> **DOCUMENT TEXT**
******

This lab supports students’ understanding of

  • Hydrated substances
  • Percent Composition
  • Law of Definite Proportions
  • Experimental Design

Time

Teacher Preparation: 30-40 minutes

Lesson: 1.5-2 hours

Materials

Students will choose from the following materials list when designing their lab, note that they do not have to use them all.

  • Hydrated copper (II) sulfate crystals
  • Evaporating dish
  • Crucible
  • Ring stand, ring
  • Clay triangle
  • Crucible tongs
  • Beaker tongs
  • Wire gauze
  • 150-mL Beaker
  • Bunsen Burner
  • Butane Lighter
  • Timer
  • Triple-beam balance
  • Analytical balance
  • Aluminum foil
  • Watch glass
  • Glass stir rod

Safety

  • Always wear safety goggles when handling chemicals in the lab.
  • Students should wash their hands thoroughly before leaving the lab.
  • When students complete the lab, instruct them how to clean up their materials and dispose of any chemicals.
  • Always use caution around open flames. Keep flames away from flammable substances.
  • Always be aware of an open flame. Do not reach over it, tie back hair, and secure loose clothing.

Teacher Notes

  • The focus of this lab is not so much on the specific lab steps as it is on the scientific method, and how the students will manage the variables and controls in order to collect reliable data.
  • The teacher must still include safety precautions regarding the chemicals and equipment involved, even though the procedures are created by the students. It is essential that the teacher be aware of the possible hazards inherent in a lab before asking students to create procedures for themselves.
  • I use this lab in my AP chemistry class.
  • Small student groups work well for this lab.
  • Pre-lab questions can be assigned as homework, in advance on the lab.
  • Students’ proposed procedures must be approved before experimentation; if you do not teach on a block schedule, this is best done the day before the lab. Creating their own procedures forces students to think about what data to collect.
  • You will hear them asking each other questions such as, “Do we need to mass it before we add the hydrate?” Instructor guidance is essential in helping students realize that there may be variables which they have not considered, but that nevertheless need to be controlled. If certain steps are wrong, incomplete, or missing, I ask the students leading questions rather than telling them what to do: “How will you make sure it heats evenly?”, “How will you prevent water from re-entering the salt?”, “How will you know that the water has all been removed?”, and so on.

******

> **GIVEN REQUEST A**
In the hydrate lab text above, rewrite the passage from "Teacher Notes" to "AP chemistry class.", swapping "safety precautions" for "safety warnings".
> **GIVEN REQUEST B**
According to the hydrate lab text, why does having students create their own procedures help them? Answer in one to three sentences.
> **GIVEN REQUEST C**
Write what follows the last sentence of the hydrate lab text.

> **DATASET ROWS**
******

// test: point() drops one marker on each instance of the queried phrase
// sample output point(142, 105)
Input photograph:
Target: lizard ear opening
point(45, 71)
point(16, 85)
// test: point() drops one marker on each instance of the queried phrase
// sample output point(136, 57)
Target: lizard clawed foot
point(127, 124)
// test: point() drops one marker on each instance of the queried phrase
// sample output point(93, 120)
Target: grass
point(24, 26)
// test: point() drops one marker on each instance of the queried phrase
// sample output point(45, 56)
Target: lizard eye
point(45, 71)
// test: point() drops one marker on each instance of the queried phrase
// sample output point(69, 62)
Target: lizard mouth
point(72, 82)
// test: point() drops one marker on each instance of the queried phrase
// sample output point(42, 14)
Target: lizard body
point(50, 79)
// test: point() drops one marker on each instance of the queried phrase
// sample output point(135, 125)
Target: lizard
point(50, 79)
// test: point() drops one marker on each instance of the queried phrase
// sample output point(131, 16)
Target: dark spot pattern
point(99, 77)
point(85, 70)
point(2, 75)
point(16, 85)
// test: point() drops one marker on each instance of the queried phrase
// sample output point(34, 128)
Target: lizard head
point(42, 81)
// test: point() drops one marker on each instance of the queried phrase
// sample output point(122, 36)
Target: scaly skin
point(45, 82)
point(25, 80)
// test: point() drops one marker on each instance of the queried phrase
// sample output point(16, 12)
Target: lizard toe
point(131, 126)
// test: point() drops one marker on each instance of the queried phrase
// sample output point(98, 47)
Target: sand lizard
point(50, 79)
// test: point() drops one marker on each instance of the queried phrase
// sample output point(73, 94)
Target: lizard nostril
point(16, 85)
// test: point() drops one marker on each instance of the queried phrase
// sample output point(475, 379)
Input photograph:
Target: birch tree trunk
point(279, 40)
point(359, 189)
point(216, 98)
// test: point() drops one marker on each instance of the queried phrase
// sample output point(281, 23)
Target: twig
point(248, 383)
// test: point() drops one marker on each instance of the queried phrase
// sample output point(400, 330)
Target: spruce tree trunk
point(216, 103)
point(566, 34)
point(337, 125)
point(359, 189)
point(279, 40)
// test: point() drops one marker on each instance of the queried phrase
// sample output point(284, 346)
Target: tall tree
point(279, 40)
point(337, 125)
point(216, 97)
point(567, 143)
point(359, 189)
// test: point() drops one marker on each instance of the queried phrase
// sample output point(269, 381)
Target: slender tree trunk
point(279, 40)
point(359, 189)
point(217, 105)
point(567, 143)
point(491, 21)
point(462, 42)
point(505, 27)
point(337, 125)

******

> **WRITTEN REPLY A**
Teacher Notes

  • The focus of this lab is not so much on the specific lab steps as it is on the scientific method, and how the students will manage the variables and controls in order to collect reliable data.
  • The teacher must still include safety warnings regarding the chemicals and equipment involved, even though the procedures are created by the students. It is essential that the teacher be aware of the possible hazards inherent in a lab before asking students to create procedures for themselves.
  • I use this lab in my AP chemistry class.

> **WRITTEN REPLY B**
Creating their own procedures forces students to think about what data to collect.

> **WRITTEN REPLY C**
  • A potential downside of this sort of modification is that students may end up performing the lab incorrectly, which can add stress when you are already on a tight schedule. For example, my students once tried to accelerate the cooling of a crucible with a damp paper towel, which resulted in the crucible cracking. They had to start over. I told them, experiments sometimes go awry; this is the way real science works. It was stressful, but it was an experience they never forgot.
  • This laboratory was adapted from Mayfield Schools.

For the Student

Lesson

Background

A compound is a pure substance—it has a fixed (constant) composition. The composition of a pure substance is the same throughout and does not vary from one sample to another. According to the law of definite proportions, a compound always contains the same elements in the same proportions, regardless of the amount of the sample, where it was found, or how it was prepared.

A hydrate is a pure substance that contains water molecules embedded in its crystal structure. Heating a hydrate "drives off" the water molecules, and the solid that remains behind is called anhydrous, meaning "without water." The chemical formula of a hydrate specifies the relative number of each kind of atom in a formula unit of the compound, as well as the number of water molecules bound to each formula unit. Calcium chloride dihydrate (CaCl2•2H2O), which is used as road salt, is an example of a hydrate. The "dot" in the chemical formula indicates that two water molecules (H2O) are attached or bound to the ions in solid calcium chloride (CaCl2). The water in calcium chloride dihydrate can be removed by heating the hydrate (Equation 1).

Equation 1:

heat
CaCl2•2H2O CaCl2 + 2H2O
147.02 g 110.98 g 36.04 g
dihydrate anhydrous salt
(1mole of anhydrous salt)

(2 moles of water)

The number of water molecules in a hydrate is called the water of hydration. The water of hydration of calcium chloride dihydrate is two water molecules per every one formula unit of calcium chloride. The number of water molecules in a typical hydrate is characteristic of that particular salt and is usually a small whole number from 1 to 10. The water of hydration can be calculated by finding moles of water per mole of anhydrous salt.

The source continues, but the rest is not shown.